--- Material provided Enclosed Below ---
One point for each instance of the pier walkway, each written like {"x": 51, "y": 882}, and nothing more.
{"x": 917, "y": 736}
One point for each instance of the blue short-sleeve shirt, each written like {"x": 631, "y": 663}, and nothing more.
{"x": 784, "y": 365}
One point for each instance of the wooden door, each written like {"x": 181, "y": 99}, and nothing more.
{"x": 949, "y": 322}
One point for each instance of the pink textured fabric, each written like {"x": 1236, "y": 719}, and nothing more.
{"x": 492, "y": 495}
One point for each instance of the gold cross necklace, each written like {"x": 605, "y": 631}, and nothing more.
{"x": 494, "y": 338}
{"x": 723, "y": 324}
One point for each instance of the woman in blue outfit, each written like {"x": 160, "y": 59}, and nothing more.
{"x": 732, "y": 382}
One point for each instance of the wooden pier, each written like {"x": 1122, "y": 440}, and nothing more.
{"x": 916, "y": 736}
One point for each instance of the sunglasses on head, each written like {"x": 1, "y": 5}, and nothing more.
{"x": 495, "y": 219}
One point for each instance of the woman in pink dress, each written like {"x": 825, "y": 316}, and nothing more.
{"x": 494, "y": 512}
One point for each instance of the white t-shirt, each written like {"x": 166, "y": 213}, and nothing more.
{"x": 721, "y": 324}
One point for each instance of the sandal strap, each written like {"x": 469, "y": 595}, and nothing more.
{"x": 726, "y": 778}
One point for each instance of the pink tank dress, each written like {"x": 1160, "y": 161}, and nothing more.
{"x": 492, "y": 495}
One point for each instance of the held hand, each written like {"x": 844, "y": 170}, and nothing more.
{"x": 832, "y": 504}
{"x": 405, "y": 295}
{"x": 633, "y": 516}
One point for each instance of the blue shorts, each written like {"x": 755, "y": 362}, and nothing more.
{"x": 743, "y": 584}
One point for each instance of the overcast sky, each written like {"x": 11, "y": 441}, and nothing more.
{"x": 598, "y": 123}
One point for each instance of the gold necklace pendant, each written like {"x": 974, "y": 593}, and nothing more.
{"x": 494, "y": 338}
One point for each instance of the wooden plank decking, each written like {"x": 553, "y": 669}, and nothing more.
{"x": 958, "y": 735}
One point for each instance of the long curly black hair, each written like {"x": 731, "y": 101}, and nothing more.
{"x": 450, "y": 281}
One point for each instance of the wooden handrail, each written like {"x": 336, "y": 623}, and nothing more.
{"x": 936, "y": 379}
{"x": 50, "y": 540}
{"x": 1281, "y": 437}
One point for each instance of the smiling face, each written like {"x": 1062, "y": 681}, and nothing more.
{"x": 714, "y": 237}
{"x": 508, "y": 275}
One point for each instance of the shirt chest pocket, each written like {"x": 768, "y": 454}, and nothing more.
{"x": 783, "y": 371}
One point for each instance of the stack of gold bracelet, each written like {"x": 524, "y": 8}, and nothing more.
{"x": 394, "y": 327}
--- End of Enclosed Material provided ---
**What you have to do**
A word-for-word repeat of the full data is needed.

**Your solution**
One point for each instance of the pier walkway, each written like {"x": 51, "y": 882}, and nothing more.
{"x": 917, "y": 736}
One point for each instance of the blue short-sleeve shirt, each written like {"x": 631, "y": 663}, and nothing more.
{"x": 784, "y": 365}
One point for each instance of the wooden door, each written like {"x": 181, "y": 99}, and nothing more.
{"x": 949, "y": 322}
One point for each instance of the pink textured fabric, each written like {"x": 1236, "y": 719}, and nothing more.
{"x": 492, "y": 495}
One point for each instance of the gold cross necklace, each written like {"x": 605, "y": 631}, and nothing more.
{"x": 494, "y": 338}
{"x": 723, "y": 324}
One point for each instance of the woman in blue outfit, each written like {"x": 160, "y": 59}, and nothing more.
{"x": 732, "y": 382}
One point for each instance of the wooden pier, each written like {"x": 1122, "y": 440}, and nothing more.
{"x": 916, "y": 736}
One point for each instance of the sunglasses on head, each written like {"x": 1, "y": 5}, and nothing more.
{"x": 495, "y": 219}
One point for each instance of the woman in pink dress, each written like {"x": 825, "y": 316}, and nothing more.
{"x": 494, "y": 512}
One point for each instance of the white t-shirt, each written like {"x": 166, "y": 213}, and nothing more.
{"x": 721, "y": 324}
One point for each instance of the sandal strap, each written like {"x": 469, "y": 595}, and nothing more.
{"x": 726, "y": 778}
One point for each instance of the pink tank dress, each written like {"x": 1160, "y": 161}, and nothing more.
{"x": 492, "y": 495}
One point for each instance of the held hand, each written like {"x": 844, "y": 170}, and nothing more.
{"x": 832, "y": 504}
{"x": 405, "y": 295}
{"x": 633, "y": 516}
One point for each instance of the blue shorts, each written like {"x": 755, "y": 362}, and nothing more.
{"x": 743, "y": 584}
One point for each instance of the overcast sky, each written like {"x": 11, "y": 441}, and nothing more.
{"x": 598, "y": 123}
One point for each instance of the gold necklace pendant, each written like {"x": 974, "y": 593}, and nothing more.
{"x": 494, "y": 338}
One point for each instance of the wooden plank decking, each written like {"x": 553, "y": 669}, and nothing more.
{"x": 958, "y": 735}
One point for each instance of the long curly black hair, each written like {"x": 731, "y": 101}, and nothing more.
{"x": 450, "y": 281}
One point for each instance of the wooden handrail, each written like {"x": 336, "y": 623}, and nothing more.
{"x": 936, "y": 379}
{"x": 50, "y": 540}
{"x": 1281, "y": 437}
One point for each instance of the smiling face, each written like {"x": 1062, "y": 681}, and nothing more.
{"x": 714, "y": 237}
{"x": 508, "y": 275}
One point for each instance of the shirt chest pocket, each written like {"x": 768, "y": 454}, and nothing more.
{"x": 783, "y": 371}
One point for each instance of the stack of gold bracelet, each written like {"x": 524, "y": 8}, and nothing more.
{"x": 394, "y": 327}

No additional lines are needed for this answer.